- _Task objective_
Reproduce verbatim the entries from the line containing "Outline the mountain biker." through the line containing "[103,289,199,347]", both lines included, and output nothing else.
**** Records for the task ****
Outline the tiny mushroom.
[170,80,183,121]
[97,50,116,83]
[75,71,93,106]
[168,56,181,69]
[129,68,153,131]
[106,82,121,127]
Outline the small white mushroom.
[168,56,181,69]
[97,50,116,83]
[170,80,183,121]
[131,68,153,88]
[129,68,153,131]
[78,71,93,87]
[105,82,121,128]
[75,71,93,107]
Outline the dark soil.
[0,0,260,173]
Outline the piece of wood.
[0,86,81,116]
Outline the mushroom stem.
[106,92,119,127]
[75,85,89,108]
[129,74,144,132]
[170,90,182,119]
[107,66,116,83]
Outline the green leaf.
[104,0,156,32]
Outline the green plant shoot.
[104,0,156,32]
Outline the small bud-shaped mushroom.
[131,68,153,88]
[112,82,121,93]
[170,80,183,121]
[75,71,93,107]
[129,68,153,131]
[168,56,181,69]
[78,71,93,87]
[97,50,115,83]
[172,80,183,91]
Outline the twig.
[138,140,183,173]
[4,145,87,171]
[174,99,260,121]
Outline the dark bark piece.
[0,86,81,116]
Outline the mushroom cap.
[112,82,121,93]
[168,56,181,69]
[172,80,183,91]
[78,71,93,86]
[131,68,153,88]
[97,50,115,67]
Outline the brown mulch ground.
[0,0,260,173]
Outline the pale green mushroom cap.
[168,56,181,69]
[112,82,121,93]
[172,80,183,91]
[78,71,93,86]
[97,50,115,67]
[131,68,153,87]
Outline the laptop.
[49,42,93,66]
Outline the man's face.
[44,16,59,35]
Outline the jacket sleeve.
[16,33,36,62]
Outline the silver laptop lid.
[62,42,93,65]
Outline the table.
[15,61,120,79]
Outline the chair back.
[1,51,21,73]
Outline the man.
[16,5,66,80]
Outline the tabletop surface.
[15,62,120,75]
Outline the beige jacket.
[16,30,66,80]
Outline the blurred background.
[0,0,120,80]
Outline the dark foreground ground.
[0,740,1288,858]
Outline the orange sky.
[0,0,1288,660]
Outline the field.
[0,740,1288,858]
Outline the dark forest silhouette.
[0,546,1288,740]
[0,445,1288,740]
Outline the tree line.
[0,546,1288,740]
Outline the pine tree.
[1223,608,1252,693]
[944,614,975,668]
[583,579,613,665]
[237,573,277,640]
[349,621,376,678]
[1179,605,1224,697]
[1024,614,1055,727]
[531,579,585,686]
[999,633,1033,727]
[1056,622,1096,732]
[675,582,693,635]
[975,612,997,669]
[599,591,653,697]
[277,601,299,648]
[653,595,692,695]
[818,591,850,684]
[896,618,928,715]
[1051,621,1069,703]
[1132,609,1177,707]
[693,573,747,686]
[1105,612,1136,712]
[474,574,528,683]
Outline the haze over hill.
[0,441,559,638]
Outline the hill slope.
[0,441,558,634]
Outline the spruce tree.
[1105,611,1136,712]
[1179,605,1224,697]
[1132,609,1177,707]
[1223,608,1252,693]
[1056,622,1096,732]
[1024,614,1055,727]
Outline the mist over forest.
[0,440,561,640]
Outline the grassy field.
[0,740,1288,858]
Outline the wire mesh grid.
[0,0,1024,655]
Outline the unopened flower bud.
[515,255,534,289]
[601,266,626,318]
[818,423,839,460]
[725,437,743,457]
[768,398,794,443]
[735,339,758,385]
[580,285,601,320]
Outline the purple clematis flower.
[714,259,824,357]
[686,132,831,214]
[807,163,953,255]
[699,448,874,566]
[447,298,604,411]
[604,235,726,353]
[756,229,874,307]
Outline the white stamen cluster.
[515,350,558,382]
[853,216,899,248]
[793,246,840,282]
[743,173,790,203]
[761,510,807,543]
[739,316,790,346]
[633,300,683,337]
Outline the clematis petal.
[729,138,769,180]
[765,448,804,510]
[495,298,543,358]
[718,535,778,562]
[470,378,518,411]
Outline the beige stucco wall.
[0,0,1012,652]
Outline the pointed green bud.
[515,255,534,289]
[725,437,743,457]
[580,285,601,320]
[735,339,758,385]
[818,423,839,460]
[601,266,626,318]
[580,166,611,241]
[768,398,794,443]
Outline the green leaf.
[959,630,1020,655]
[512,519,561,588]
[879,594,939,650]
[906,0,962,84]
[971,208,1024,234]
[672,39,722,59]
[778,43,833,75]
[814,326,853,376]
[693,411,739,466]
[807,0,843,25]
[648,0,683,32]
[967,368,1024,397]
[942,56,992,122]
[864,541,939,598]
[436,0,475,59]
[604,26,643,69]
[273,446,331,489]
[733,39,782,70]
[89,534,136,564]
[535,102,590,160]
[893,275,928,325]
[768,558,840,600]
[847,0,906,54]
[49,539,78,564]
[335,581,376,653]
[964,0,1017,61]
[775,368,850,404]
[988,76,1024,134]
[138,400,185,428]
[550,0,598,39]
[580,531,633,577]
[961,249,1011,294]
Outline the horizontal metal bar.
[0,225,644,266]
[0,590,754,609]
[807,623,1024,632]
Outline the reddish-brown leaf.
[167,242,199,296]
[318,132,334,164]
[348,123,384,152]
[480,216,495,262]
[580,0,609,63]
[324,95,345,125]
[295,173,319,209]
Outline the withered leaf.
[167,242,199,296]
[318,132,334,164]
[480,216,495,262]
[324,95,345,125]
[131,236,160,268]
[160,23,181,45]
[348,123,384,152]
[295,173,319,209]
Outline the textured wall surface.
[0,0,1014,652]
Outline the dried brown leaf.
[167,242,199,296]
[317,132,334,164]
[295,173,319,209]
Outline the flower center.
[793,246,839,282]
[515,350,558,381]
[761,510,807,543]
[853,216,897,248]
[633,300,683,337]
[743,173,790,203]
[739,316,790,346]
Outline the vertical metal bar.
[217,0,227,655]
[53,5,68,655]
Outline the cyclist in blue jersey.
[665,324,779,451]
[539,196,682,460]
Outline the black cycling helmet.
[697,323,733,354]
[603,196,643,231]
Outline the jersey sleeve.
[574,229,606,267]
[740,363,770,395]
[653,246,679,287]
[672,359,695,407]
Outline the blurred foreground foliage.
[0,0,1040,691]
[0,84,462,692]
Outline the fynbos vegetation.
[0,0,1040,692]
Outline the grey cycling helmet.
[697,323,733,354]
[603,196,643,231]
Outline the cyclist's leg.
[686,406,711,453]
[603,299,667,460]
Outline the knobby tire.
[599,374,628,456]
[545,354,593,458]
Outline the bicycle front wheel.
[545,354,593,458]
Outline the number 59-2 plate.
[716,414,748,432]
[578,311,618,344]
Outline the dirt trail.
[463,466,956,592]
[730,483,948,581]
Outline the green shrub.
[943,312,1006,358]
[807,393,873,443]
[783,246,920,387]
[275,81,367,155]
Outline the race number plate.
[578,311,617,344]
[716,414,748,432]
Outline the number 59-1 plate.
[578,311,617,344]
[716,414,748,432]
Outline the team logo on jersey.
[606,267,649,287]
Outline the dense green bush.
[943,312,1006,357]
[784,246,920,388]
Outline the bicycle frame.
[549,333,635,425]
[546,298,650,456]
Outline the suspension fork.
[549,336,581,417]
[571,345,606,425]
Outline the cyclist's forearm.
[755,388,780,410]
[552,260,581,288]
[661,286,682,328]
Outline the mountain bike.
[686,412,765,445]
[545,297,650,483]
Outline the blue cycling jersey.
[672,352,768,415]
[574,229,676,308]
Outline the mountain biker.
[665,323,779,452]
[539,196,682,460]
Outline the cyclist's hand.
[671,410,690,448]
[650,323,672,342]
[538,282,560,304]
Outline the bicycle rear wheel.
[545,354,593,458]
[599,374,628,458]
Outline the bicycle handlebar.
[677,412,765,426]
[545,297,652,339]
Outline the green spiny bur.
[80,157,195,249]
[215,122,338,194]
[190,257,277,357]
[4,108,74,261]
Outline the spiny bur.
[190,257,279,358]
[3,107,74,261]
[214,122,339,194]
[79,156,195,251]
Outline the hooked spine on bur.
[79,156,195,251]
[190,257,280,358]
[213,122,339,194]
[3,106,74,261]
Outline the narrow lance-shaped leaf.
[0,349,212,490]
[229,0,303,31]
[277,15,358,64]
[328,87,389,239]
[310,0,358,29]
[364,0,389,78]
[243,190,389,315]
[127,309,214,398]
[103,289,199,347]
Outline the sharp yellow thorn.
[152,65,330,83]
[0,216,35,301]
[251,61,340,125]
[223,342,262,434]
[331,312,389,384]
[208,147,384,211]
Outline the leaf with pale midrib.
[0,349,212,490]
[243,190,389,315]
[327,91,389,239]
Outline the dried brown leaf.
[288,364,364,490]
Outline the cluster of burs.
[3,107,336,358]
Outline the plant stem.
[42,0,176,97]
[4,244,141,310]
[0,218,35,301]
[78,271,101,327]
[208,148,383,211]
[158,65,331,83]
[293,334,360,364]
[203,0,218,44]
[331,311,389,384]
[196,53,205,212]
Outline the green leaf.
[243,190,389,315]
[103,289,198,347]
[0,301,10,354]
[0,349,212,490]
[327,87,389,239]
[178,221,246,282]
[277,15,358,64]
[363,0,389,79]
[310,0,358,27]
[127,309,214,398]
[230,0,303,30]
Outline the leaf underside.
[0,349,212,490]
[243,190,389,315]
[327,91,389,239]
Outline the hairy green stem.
****
- _Result of this exercise_
Outline the mountain biker.
[665,323,779,452]
[539,196,682,460]
Outline the cyclist's hand.
[671,410,690,448]
[650,323,672,342]
[538,282,560,304]
Outline the bicycle rear wheel.
[545,354,593,458]
[599,374,628,458]
Outline the bicycle handlebar.
[677,412,765,426]
[545,297,652,339]
Outline the green spiny bur.
[80,157,195,249]
[215,122,338,194]
[190,257,277,357]
[4,108,74,261]
Outline the spiny bur.
[190,257,279,358]
[3,107,74,261]
[214,122,339,194]
[79,156,195,251]
Outline the hooked spine on bur.
[79,156,195,251]
[190,257,280,358]
[213,122,339,194]
[3,106,74,261]
Outline the narrow lance-shaped leaf.
[0,349,212,490]
[229,0,303,31]
[277,15,358,64]
[328,87,389,239]
[310,0,358,29]
[364,0,389,78]
[243,190,389,315]
[127,309,214,398]
[103,289,199,347]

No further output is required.